** To do **
Give back every line of the records below word for word, but leave out the pictures.

——

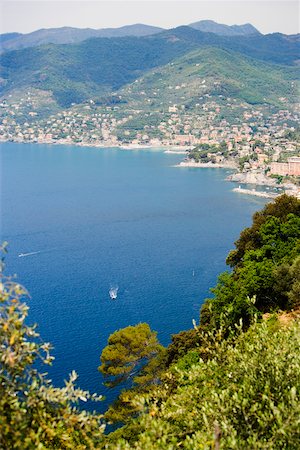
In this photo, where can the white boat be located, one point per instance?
(113, 293)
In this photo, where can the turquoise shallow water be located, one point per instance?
(96, 218)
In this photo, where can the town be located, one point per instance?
(261, 143)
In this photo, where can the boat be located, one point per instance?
(113, 293)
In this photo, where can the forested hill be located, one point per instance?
(231, 382)
(68, 35)
(74, 73)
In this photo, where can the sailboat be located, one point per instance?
(113, 293)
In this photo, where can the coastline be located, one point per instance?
(171, 149)
(256, 193)
(209, 165)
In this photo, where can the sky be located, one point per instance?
(267, 15)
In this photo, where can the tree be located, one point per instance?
(129, 350)
(33, 413)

——

** Response **
In this photo, where can the white boat be located, one point per instance?
(113, 293)
In this photo, where can the turquoise shallow water be located, one point per instance?
(96, 218)
In this photo, where can the town be located, one point per instance?
(261, 143)
In this photo, where can the boat be located, one point per instance?
(113, 293)
In this photo, where can the forested hill be located, one point per instance?
(231, 382)
(68, 35)
(74, 73)
In this photo, where can the sailboat be located, one point per instance?
(113, 293)
In this photo, where can the coastline be located, one point per instance?
(171, 149)
(256, 193)
(209, 165)
In this photo, where can the sky be located, one point per instance?
(267, 15)
In this photo, where can the tree be located, one point per instance?
(129, 350)
(33, 413)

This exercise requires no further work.